** Entries provided follows **

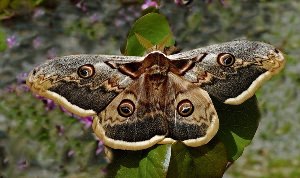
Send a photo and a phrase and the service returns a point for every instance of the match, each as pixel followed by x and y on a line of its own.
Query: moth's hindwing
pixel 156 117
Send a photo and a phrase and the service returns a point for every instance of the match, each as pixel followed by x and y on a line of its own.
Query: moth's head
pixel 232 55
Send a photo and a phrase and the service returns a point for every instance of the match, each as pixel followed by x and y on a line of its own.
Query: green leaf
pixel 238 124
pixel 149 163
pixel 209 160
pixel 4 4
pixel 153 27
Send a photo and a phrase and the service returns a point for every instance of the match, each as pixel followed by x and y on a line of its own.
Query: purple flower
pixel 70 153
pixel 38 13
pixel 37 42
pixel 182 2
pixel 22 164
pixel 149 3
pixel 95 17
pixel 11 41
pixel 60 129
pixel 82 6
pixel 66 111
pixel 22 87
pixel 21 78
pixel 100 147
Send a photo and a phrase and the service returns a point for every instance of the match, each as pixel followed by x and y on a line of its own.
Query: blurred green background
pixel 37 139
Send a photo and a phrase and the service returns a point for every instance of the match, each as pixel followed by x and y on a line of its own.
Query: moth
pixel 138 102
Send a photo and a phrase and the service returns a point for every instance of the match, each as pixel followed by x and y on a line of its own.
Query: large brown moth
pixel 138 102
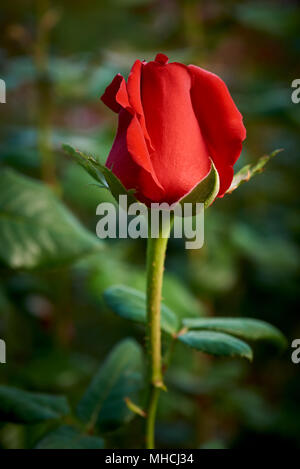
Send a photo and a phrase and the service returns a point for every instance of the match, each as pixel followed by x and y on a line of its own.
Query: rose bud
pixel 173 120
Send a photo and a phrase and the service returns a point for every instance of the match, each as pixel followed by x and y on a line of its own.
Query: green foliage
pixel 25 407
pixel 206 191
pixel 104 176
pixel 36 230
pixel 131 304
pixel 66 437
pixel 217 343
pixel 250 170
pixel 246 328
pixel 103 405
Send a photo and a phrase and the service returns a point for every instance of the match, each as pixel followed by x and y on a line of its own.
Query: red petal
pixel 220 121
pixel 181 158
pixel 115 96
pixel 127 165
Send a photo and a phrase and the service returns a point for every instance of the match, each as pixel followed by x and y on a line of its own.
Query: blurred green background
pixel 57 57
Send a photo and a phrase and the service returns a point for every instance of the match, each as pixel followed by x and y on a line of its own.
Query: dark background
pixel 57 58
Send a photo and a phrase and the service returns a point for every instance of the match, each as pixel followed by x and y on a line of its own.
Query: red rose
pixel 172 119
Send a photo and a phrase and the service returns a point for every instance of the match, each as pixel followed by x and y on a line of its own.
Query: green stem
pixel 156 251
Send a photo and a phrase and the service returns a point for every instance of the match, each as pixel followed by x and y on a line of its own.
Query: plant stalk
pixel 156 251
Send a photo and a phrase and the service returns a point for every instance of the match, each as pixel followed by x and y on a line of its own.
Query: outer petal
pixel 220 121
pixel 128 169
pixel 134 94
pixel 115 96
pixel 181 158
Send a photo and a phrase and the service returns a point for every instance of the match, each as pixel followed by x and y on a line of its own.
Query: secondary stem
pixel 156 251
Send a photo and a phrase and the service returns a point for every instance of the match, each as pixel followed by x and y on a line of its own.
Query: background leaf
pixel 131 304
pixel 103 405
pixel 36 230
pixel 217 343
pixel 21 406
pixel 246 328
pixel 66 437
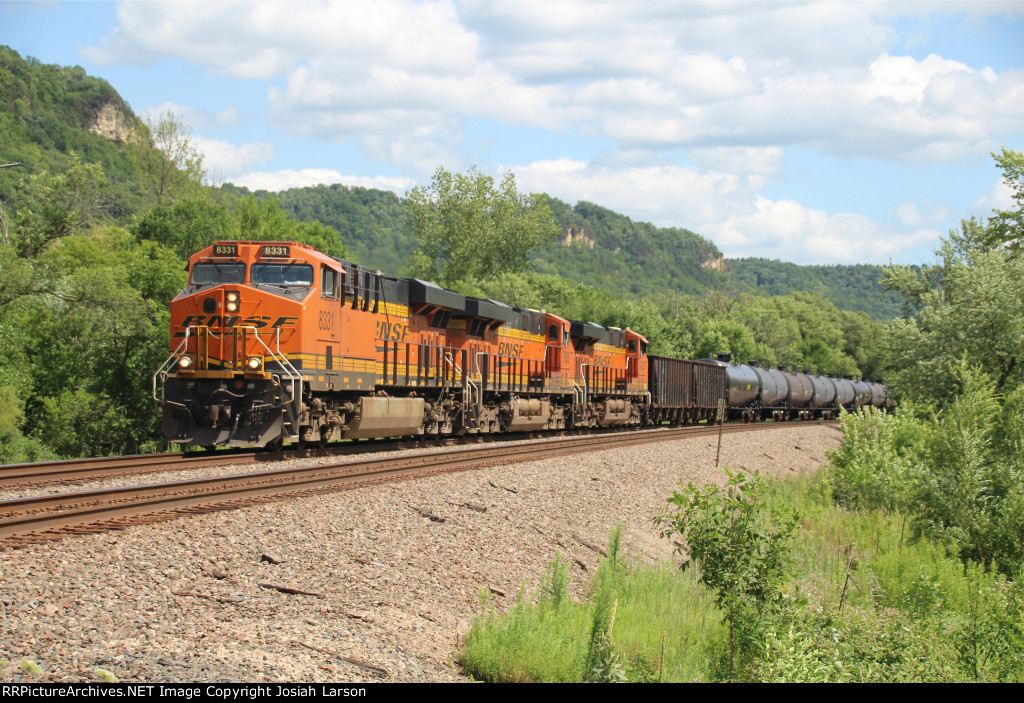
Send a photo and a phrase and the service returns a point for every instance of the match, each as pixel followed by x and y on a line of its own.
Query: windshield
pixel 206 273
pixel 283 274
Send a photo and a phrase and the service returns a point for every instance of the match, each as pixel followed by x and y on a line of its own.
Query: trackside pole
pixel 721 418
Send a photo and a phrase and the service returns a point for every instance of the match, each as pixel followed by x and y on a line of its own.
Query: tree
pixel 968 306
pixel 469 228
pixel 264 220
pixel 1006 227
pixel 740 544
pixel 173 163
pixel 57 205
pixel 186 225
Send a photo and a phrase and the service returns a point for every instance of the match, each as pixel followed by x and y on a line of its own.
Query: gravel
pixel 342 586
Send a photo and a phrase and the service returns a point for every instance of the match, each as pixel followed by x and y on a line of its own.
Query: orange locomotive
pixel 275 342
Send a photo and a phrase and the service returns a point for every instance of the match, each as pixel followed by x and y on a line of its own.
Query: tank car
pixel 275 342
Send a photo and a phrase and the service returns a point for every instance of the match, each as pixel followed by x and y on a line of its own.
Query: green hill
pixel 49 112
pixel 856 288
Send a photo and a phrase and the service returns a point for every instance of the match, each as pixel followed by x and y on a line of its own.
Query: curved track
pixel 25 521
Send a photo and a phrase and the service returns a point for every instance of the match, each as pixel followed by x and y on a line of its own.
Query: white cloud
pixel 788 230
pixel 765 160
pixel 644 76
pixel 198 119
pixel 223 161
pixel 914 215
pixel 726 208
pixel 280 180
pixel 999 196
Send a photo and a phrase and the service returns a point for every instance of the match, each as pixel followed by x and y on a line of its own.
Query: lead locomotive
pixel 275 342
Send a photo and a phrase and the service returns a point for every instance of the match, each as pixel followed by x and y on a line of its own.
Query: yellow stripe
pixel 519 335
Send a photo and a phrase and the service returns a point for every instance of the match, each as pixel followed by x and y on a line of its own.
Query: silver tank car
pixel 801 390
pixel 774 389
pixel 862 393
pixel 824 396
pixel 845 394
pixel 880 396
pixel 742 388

** End of Entries provided **

Task » Each entry should be repeated exactly as it appears; the pictures stay out.

Response to the exercise »
Send a photo and a phrase and the service returns a point for every instance of the match, each as pixel followed by x and y on a line of its own.
Query: moth's hindwing
pixel 156 117
Send a photo and a phrase and the service returns a point for every instance of the match, each as pixel followed by x and y on a line of its own.
Query: moth's head
pixel 232 55
Send a photo and a phrase and the service returns a point for every instance of the match, each as pixel followed by x and y on a line of its own.
Query: green leaf
pixel 238 124
pixel 149 163
pixel 209 160
pixel 4 4
pixel 153 27
Send a photo and a phrase and the service returns a point for every instance of the match, each as pixel followed by x and y on a line of its own.
Query: purple flower
pixel 70 153
pixel 38 13
pixel 37 42
pixel 182 2
pixel 22 164
pixel 149 3
pixel 95 17
pixel 11 41
pixel 60 129
pixel 82 6
pixel 66 111
pixel 22 87
pixel 21 78
pixel 100 147
Send a photo and a phrase and the service returns a point for every instance of the match, each as pixel followed by x and y on a line of its own.
Query: blurred green background
pixel 37 139
Send a photo and a phrase and the service returns a point for every instance of the match, each as pixel followed by x and y on a line of its own.
Query: moth
pixel 138 102
Send a photo and a phrase and the service returns a point for every instance of the match, each as pixel followed by x and y on a line of its own.
Query: large brown moth
pixel 138 102
Send a photo and a phrase and the service returns a point for every instance of the match, each as pixel followed by x and y on a line of its own.
Query: rose bud
pixel 173 120
Send a photo and a phrase and the service returns a point for every instance of the match, each as pixel followed by x and y on a line of its own.
Query: green foliage
pixel 25 407
pixel 206 191
pixel 104 176
pixel 36 230
pixel 131 304
pixel 66 437
pixel 217 343
pixel 250 170
pixel 246 328
pixel 103 405
Send a photo and a phrase and the service returns a point for every instance of the match, each as pixel followed by x and y on a line of its own.
Query: red petal
pixel 220 121
pixel 181 158
pixel 115 96
pixel 127 165
Send a photo and a phrase and the service returns a point for every instance of the match, each as pixel followed by x and y on a line of its own.
Query: blurred green background
pixel 57 57
Send a photo and a phrase and the service returns a point for every instance of the match, each as pixel followed by x and y on a line of its own.
Query: dark background
pixel 57 58
Send a photo and a phrase and the service returns a point for every instance of the match, each as pixel followed by x and y on a line of its own.
Query: red rose
pixel 172 119
Send a photo and a phrase and the service returns a point for every instance of the match, each as pixel followed by x and y on a line of its own.
Query: green stem
pixel 156 251
Send a photo and a phrase and the service returns a point for every instance of the match, each as pixel followed by x and y on a line of its own.
Query: plant stalk
pixel 156 251
Send a photo and a phrase and the service returns a point for every instance of the match, each as pixel followed by x and y on a line of its own.
Query: outer petal
pixel 220 121
pixel 128 169
pixel 134 94
pixel 115 96
pixel 181 158
Send a photo and a phrase and the service returns a point for every instance of the match, each as pixel followed by x and y on a line of its own.
Query: secondary stem
pixel 156 251
Send a photo and a phrase and the service returns a point for every instance of the match, each as pixel followed by x and y on a line of its own.
Query: background leaf
pixel 131 304
pixel 103 405
pixel 36 230
pixel 217 343
pixel 21 406
pixel 246 328
pixel 66 437
Send a photo and a phrase and the service returns a point for every instance of the match, each as pixel followed by x and y on a line of its own.
Query: windshield
pixel 206 273
pixel 283 274
Send a photo and a phrase and the service returns a point for every instance of the match, each as pixel followed by x and y on a line of its own.
Query: trackside pole
pixel 721 418
Send a photo and a phrase and the service returns a point for every instance of the match, each as pixel followed by x and y on a line of its own.
Query: tree
pixel 968 306
pixel 469 228
pixel 264 220
pixel 1006 227
pixel 740 544
pixel 173 163
pixel 57 205
pixel 186 225
Send a photo and a phrase and the service returns a point for every instance of the match, each as pixel followed by x and y on a line of its own.
Query: gravel
pixel 342 586
Send a photo and a phrase and the service returns a point for every instance of the match, each as pixel followed by x and y on a line of its own.
Query: orange locomotive
pixel 275 342
Send a photo and a phrase and the service returns a point for every instance of the match, each as pixel followed by x and y on a line of its own.
Query: tank car
pixel 275 342
Send a photo and a phrase and the service returns a point for every instance of the match, each as pixel followed by x and y on a line of its own.
Query: green hill
pixel 49 112
pixel 856 288
Send a photo and a phrase and the service returns a point for every instance of the match, each as pixel followed by x and y on a line of its own.
Query: curved track
pixel 25 521
Send a photo and a phrase and the service returns a point for every instance of the match, each as pixel followed by x and y on a line of its own.
Query: white cloud
pixel 788 230
pixel 765 160
pixel 644 76
pixel 198 119
pixel 223 161
pixel 914 215
pixel 726 208
pixel 280 180
pixel 999 196
Send a photo and a phrase and the service returns a point for every instance of the match, each as pixel followed by x and y on a line of its own.
Query: lead locomotive
pixel 275 342
Send a photo and a phrase and the service returns a point for every instance of the match, each as pixel followed by x and y on a line of its own.
Query: yellow stripe
pixel 519 335
Send a photo and a phrase and the service returns a point for every instance of the match, each as pixel followed by x and y on a line of its own.
Query: silver tank car
pixel 801 390
pixel 774 389
pixel 862 393
pixel 824 396
pixel 845 394
pixel 880 396
pixel 742 388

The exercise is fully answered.